[Dataset entries]
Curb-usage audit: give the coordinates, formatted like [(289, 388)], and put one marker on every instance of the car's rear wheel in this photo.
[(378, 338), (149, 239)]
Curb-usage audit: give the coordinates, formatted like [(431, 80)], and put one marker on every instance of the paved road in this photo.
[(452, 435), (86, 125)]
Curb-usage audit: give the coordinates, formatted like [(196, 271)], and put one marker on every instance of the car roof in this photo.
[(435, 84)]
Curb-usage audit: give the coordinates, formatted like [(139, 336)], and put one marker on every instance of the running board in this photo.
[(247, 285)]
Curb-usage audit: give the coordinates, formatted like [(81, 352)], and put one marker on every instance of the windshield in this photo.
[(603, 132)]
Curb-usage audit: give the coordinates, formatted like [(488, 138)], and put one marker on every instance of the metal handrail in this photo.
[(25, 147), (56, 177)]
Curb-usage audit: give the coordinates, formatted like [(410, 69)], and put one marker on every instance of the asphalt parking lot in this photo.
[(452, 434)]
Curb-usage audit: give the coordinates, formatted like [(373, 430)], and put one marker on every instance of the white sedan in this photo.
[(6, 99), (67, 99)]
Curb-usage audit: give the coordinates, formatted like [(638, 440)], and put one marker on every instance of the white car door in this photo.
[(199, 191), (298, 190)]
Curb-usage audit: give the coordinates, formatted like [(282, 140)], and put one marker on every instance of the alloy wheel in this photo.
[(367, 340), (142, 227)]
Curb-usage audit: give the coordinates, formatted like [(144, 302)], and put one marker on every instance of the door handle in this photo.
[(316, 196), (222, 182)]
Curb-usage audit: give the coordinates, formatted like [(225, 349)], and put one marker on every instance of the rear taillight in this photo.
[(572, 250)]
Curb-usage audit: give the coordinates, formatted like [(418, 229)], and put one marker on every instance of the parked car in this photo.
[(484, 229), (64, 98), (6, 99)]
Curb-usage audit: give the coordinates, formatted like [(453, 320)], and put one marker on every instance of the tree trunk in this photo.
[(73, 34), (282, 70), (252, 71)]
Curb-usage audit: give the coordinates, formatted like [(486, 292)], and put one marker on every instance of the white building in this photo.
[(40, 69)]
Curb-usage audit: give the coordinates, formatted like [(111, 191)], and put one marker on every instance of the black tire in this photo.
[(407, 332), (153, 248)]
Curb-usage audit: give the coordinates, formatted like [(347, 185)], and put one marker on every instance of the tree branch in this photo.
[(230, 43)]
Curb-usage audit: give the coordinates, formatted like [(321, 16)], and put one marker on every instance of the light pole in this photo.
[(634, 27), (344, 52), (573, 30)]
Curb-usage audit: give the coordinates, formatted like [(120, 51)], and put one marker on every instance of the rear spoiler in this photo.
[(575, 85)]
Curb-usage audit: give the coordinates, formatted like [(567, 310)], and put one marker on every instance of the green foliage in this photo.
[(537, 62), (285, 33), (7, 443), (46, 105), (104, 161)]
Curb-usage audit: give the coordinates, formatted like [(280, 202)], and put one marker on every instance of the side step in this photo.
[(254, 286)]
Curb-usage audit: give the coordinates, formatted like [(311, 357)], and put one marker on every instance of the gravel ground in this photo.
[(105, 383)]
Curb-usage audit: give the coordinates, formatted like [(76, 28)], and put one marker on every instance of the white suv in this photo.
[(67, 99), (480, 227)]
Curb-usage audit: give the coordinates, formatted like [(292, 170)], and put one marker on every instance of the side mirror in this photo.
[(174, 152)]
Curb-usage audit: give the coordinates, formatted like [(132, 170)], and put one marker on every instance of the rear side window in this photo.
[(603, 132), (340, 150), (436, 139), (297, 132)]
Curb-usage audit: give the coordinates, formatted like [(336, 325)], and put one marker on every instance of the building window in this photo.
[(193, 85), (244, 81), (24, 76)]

**Task details:** Above are the records; restate each one exactly.

**Solution for this task:**
Curb-usage audit: give the coordinates, formatted like [(289, 388)], and put one marker on every instance of the car's rear wheel in this photo.
[(378, 338), (149, 239)]
Curb-usage audit: give the coordinates, formatted like [(431, 80)], and put one marker on every instance of the paved road in this photo.
[(452, 435), (86, 125)]
Curb-usage audit: give the coordinates, formatted like [(196, 271)], and put one marker on every instance of the car roof in this photo.
[(435, 84)]
Curb-usage audit: give the coordinates, formatted like [(139, 336)], and put one marker on every instance of the running board in this photo.
[(247, 285)]
Curb-usage audit: give the coordinates, formatted like [(81, 352)], and put one marker on every instance of the windshield in this photo.
[(603, 132)]
Curb-usage audit: give the coordinates, formatted like [(488, 138)], and put one marker on every instance of the metal handrail in this photo.
[(25, 147), (56, 177)]
Curb-usage audit: give the coordinates, formatted like [(410, 69)], and put one marker on every instance of the asphalt parking lot in this photo.
[(452, 434)]
Curb-usage audit: give the coordinates, formatted like [(373, 430)], and put one marker on every instance of the white sedan in this photo.
[(6, 99), (67, 99)]
Curb-usage audit: give the coordinates, formatted like [(638, 440)], and put one marker on every instance of the white car door in this photo.
[(199, 191), (298, 190)]
Curb-usage audit: give the coordinates, formatted like [(282, 140)], and put one marker on every instance of the alloy wheel in this photo.
[(367, 340), (142, 227)]
Curb-usage audit: give the coordinates, formatted like [(144, 302)], and put one marker on every instance of the door handle in this photo.
[(316, 196), (222, 182)]
Curb-usage audit: give the coordinates, formatted like [(225, 349)], and put one marker on every instance of the rear taillight in this photo.
[(572, 250)]
Curb-usage audit: give the coordinates, formatted like [(418, 229)], and put one marker on every instance of the parked car in this photo.
[(484, 229), (64, 98), (6, 99)]
Curb-usage audit: give the coordinates, formatted like [(453, 320)], and put one marker on every instance of the tree trunk in this photo.
[(73, 34), (282, 70), (252, 71)]
Curb-usage audit: give the coordinates, formatted like [(486, 292)], and put one marker on every instance of the white building in this photo.
[(40, 69)]
Curb-usage audit: give the coordinates, formatted like [(111, 191)], and put one marker on every instance of the black tire in this photo.
[(407, 332), (153, 248)]
Curb-usage audit: give the coordinates, formatted like [(347, 185)], and put one marker on every instance of the tree branch in this photo.
[(230, 43)]
Curb-usage audit: give the coordinates, formatted like [(321, 16)], and put one marker on every instance of the light pole in this photo.
[(634, 27), (344, 52), (573, 30)]
Curb-usage audit: give the coordinates, formatted like [(120, 51)], and put one marker on every instance of the rear spoiler in this photo.
[(575, 85)]
Curb-usage audit: give the coordinates, formatted like [(567, 310)], and put one marker on every instance of the green foliage in this photo.
[(537, 62), (285, 33), (7, 443), (46, 105), (104, 161)]
Curb-usage audit: give the coordinates, formatted like [(280, 202)], and put one marker on every instance of the side step in this photo.
[(254, 286)]
Curb-usage audit: give the coordinates, formatted like [(311, 357)], and put one marker on every instance of the gravel ground in this photo.
[(105, 383)]
Curb-usage audit: give the coordinates, formatted like [(76, 28)], and put one marker on every instance of the white suv in this photo.
[(67, 99), (480, 227)]
Curb-usage audit: give the coordinates, formatted like [(292, 170)], and put one marker on every instance of the side mirror in this photo.
[(174, 152)]
Curb-usage audit: give the coordinates, formatted like [(132, 170)], and put one marker on every instance of the rear side window in this photo.
[(603, 132), (340, 150), (436, 139), (297, 132)]
Curb-usage audit: give the coordinates, formatted like [(336, 325)], and put one marker on every instance of the building window in this photo.
[(193, 85), (244, 81), (24, 76)]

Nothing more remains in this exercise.